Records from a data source

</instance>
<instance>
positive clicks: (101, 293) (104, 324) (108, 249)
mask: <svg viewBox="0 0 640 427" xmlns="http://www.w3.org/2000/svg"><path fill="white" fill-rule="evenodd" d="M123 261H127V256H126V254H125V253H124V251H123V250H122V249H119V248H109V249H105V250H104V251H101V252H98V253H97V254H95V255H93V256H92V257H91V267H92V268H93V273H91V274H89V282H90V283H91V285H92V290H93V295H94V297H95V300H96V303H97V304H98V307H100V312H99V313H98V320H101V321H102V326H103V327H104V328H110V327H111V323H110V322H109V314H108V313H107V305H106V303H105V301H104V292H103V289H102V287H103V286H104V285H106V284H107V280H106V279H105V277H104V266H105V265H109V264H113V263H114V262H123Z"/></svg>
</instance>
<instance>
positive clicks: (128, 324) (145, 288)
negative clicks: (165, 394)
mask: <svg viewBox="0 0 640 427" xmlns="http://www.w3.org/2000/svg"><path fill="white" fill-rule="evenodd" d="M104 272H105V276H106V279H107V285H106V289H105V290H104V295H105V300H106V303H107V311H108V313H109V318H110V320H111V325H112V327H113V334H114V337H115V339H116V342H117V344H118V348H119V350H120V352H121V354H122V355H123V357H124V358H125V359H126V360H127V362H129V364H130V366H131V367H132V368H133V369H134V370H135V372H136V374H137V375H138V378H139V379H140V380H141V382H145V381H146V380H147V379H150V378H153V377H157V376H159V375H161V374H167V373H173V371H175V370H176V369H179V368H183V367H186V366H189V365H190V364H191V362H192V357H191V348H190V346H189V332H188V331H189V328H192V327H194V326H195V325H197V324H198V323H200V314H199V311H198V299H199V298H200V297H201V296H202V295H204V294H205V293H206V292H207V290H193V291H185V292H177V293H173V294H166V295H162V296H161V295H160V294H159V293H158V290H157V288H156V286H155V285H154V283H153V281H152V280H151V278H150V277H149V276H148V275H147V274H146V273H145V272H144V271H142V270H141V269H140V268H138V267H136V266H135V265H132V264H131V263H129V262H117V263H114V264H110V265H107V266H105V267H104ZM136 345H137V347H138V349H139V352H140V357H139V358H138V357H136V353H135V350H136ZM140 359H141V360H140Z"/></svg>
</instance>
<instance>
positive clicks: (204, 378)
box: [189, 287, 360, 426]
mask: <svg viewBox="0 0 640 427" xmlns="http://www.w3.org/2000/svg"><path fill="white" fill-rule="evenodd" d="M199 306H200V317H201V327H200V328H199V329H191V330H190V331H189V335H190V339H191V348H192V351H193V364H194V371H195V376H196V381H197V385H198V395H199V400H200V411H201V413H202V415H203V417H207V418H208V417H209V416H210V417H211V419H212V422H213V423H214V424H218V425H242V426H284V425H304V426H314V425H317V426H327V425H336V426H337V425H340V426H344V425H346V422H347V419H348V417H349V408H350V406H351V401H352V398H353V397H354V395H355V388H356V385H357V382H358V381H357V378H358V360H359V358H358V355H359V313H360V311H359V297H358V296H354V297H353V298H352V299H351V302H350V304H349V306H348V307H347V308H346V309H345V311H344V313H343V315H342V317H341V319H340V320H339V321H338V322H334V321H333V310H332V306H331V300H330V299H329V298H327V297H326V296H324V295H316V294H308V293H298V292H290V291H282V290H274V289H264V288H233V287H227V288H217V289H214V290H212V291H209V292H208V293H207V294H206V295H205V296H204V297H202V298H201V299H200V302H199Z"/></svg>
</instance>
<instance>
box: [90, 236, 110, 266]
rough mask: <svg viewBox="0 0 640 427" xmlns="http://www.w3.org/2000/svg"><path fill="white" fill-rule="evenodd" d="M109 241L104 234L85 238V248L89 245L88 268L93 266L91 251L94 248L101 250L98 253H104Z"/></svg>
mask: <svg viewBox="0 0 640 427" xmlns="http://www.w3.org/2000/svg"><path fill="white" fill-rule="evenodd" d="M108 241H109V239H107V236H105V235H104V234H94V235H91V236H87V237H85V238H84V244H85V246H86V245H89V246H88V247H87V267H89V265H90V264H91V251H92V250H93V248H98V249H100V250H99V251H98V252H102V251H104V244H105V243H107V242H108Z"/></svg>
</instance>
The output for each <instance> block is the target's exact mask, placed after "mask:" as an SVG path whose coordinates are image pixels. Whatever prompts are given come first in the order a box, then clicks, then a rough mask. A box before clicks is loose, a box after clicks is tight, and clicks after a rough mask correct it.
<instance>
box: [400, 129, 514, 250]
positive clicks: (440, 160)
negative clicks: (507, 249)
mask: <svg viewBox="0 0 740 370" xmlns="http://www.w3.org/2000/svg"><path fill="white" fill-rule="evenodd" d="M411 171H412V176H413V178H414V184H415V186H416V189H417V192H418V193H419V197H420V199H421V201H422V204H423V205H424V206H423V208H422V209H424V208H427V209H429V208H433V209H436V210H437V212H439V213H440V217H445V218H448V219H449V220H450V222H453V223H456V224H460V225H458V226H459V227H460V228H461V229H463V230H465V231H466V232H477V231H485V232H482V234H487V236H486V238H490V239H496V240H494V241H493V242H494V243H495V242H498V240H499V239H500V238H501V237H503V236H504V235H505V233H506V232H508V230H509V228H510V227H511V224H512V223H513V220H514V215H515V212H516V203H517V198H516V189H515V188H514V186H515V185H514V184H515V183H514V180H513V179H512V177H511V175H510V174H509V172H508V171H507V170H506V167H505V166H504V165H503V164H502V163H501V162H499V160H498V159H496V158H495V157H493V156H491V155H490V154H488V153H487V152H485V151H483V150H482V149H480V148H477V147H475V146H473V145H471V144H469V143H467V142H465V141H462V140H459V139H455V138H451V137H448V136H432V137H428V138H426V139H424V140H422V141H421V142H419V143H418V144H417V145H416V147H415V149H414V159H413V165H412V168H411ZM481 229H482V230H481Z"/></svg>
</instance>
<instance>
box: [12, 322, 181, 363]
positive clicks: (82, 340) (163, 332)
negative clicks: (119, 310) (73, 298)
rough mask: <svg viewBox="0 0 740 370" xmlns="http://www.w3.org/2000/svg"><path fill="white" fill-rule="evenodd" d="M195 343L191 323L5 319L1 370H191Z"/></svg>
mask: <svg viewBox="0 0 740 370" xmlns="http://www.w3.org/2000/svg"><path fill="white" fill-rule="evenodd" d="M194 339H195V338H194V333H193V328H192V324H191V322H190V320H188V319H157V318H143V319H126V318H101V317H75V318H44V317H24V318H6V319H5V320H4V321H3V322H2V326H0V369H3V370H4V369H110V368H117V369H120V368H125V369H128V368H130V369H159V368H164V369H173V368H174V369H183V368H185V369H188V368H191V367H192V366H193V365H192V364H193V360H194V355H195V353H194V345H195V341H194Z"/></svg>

▸ Exercise instructions
Take the records above and write each one out again exactly.

▸ Your solution
</instance>
<instance>
positive clicks: (101, 293) (104, 324) (108, 249)
mask: <svg viewBox="0 0 640 427" xmlns="http://www.w3.org/2000/svg"><path fill="white" fill-rule="evenodd" d="M123 261H127V256H126V254H125V253H124V251H123V250H122V249H119V248H109V249H105V250H104V251H101V252H98V253H97V254H95V255H93V256H92V257H91V267H92V268H93V273H91V274H89V282H90V283H91V285H92V290H93V295H94V297H95V300H96V303H97V304H98V307H100V312H99V313H98V320H101V321H102V326H103V327H104V328H110V327H111V323H110V322H109V314H108V313H107V305H106V303H105V301H104V292H103V289H102V287H103V286H104V285H106V284H107V280H106V279H105V277H104V266H105V265H109V264H113V263H114V262H123Z"/></svg>
</instance>
<instance>
positive clicks: (128, 324) (145, 288)
negative clicks: (165, 394)
mask: <svg viewBox="0 0 640 427" xmlns="http://www.w3.org/2000/svg"><path fill="white" fill-rule="evenodd" d="M104 272H105V276H106V279H107V285H106V289H105V290H104V295H105V300H106V303H107V311H108V313H109V318H110V320H111V325H112V327H113V334H114V337H115V339H116V342H117V344H118V348H119V350H120V352H121V354H122V355H123V357H124V358H125V359H126V360H127V362H129V364H130V366H131V367H132V368H133V369H134V370H135V372H136V374H137V375H138V378H139V379H140V380H141V382H145V381H146V380H147V379H150V378H153V377H157V376H159V375H161V374H167V373H173V371H175V370H176V369H179V368H183V367H186V366H189V365H190V364H191V362H192V357H191V348H190V346H189V332H188V331H189V328H192V327H194V326H195V325H197V324H198V323H200V314H199V311H198V299H199V298H200V297H201V296H202V295H204V294H205V293H206V292H207V290H193V291H185V292H177V293H173V294H166V295H162V296H161V295H160V294H159V293H158V290H157V288H156V286H155V285H154V283H153V281H152V280H151V278H150V277H149V276H148V275H147V274H146V273H145V272H144V271H142V270H141V269H140V268H138V267H136V266H135V265H132V264H131V263H129V262H117V263H114V264H110V265H107V266H105V267H104ZM136 345H137V347H138V349H139V352H140V357H139V358H138V357H136V353H135V350H136ZM140 359H141V360H140Z"/></svg>
</instance>
<instance>
positive clicks: (204, 378)
box: [189, 287, 360, 426]
mask: <svg viewBox="0 0 640 427" xmlns="http://www.w3.org/2000/svg"><path fill="white" fill-rule="evenodd" d="M199 306H200V317H201V327H200V328H199V329H191V330H190V331H189V335H190V339H191V348H192V351H193V364H194V371H195V376H196V381H197V385H198V395H199V400H200V411H201V413H202V415H203V417H207V418H208V417H209V416H210V417H211V419H212V422H213V423H214V424H218V425H242V426H284V425H304V426H314V425H317V426H327V425H336V426H337V425H340V426H344V425H346V422H347V419H348V417H349V408H350V406H351V401H352V398H353V397H354V395H355V388H356V385H357V382H358V381H357V378H358V360H359V358H358V355H359V313H360V311H359V297H358V296H354V297H353V298H352V299H351V302H350V304H349V306H348V307H347V308H346V309H345V311H344V313H343V315H342V317H341V319H340V320H339V321H338V322H334V321H333V310H332V306H331V300H330V299H329V298H327V297H326V296H324V295H316V294H308V293H298V292H290V291H282V290H274V289H264V288H233V287H227V288H217V289H214V290H212V291H209V292H208V293H207V294H206V295H205V296H204V297H202V298H201V299H200V302H199Z"/></svg>
</instance>
<instance>
box: [90, 236, 110, 266]
rough mask: <svg viewBox="0 0 640 427" xmlns="http://www.w3.org/2000/svg"><path fill="white" fill-rule="evenodd" d="M109 241L104 234L85 238V248L89 245L88 268L93 266L91 251L94 248L101 250L98 253H104Z"/></svg>
mask: <svg viewBox="0 0 640 427" xmlns="http://www.w3.org/2000/svg"><path fill="white" fill-rule="evenodd" d="M108 241H109V239H107V236H105V235H104V234H94V235H91V236H87V237H85V238H84V244H85V246H86V245H89V246H88V247H87V267H89V265H90V264H91V251H92V250H93V248H98V249H100V250H99V251H98V252H102V251H104V244H105V243H107V242H108Z"/></svg>
</instance>
The output for each <instance> block is the target's exact mask, placed after "mask:" as an SVG path whose coordinates are image pixels. Whatever prompts are given come first in the order a box, then clicks, then a rough mask. A box before clicks is loose, a box after clicks is tight, and clicks after a rough mask correct it.
<instance>
box: [400, 129, 514, 250]
positive clicks: (440, 160)
negative clicks: (507, 249)
mask: <svg viewBox="0 0 740 370" xmlns="http://www.w3.org/2000/svg"><path fill="white" fill-rule="evenodd" d="M411 171H412V176H413V178H414V184H415V186H416V189H417V192H418V193H419V197H420V199H421V201H422V204H423V205H424V206H423V208H422V209H424V208H427V209H429V208H433V209H436V210H437V212H439V213H440V217H445V218H448V219H449V220H450V222H453V223H456V224H460V225H458V226H459V227H460V228H461V229H463V230H465V231H466V232H477V231H485V232H482V234H487V236H486V238H490V239H496V240H494V241H493V242H494V243H495V242H498V240H499V239H500V238H501V237H503V236H504V235H505V233H506V232H508V230H509V228H510V227H511V224H512V223H513V220H514V215H515V212H516V203H517V198H516V189H515V188H514V186H515V185H514V184H515V183H514V180H513V179H512V177H511V175H510V174H509V172H508V171H507V170H506V167H505V166H504V165H503V164H502V163H501V162H499V160H498V159H496V158H495V157H493V156H491V155H490V154H488V153H487V152H485V151H483V150H482V149H480V148H477V147H475V146H473V145H471V144H469V143H467V142H465V141H462V140H459V139H455V138H451V137H448V136H432V137H428V138H426V139H424V140H422V141H421V142H419V143H418V144H417V145H416V147H415V149H414V159H413V165H412V168H411ZM481 229H482V230H481Z"/></svg>
</instance>
<instance>
box: [12, 322, 181, 363]
positive clicks: (82, 340) (163, 332)
negative clicks: (119, 310) (73, 298)
rough mask: <svg viewBox="0 0 740 370" xmlns="http://www.w3.org/2000/svg"><path fill="white" fill-rule="evenodd" d="M195 343L191 323L5 319L1 370H191Z"/></svg>
mask: <svg viewBox="0 0 740 370" xmlns="http://www.w3.org/2000/svg"><path fill="white" fill-rule="evenodd" d="M194 339H195V338H194V333H193V328H192V324H191V322H190V320H188V319H157V318H143V319H126V318H101V317H75V318H44V317H24V318H6V319H5V320H4V321H3V322H2V326H0V369H3V370H4V369H110V368H117V369H120V368H125V369H128V368H130V369H159V368H164V369H173V368H174V369H183V368H185V369H188V368H191V367H192V366H193V365H192V364H193V360H194V355H195V353H194V345H195V341H194Z"/></svg>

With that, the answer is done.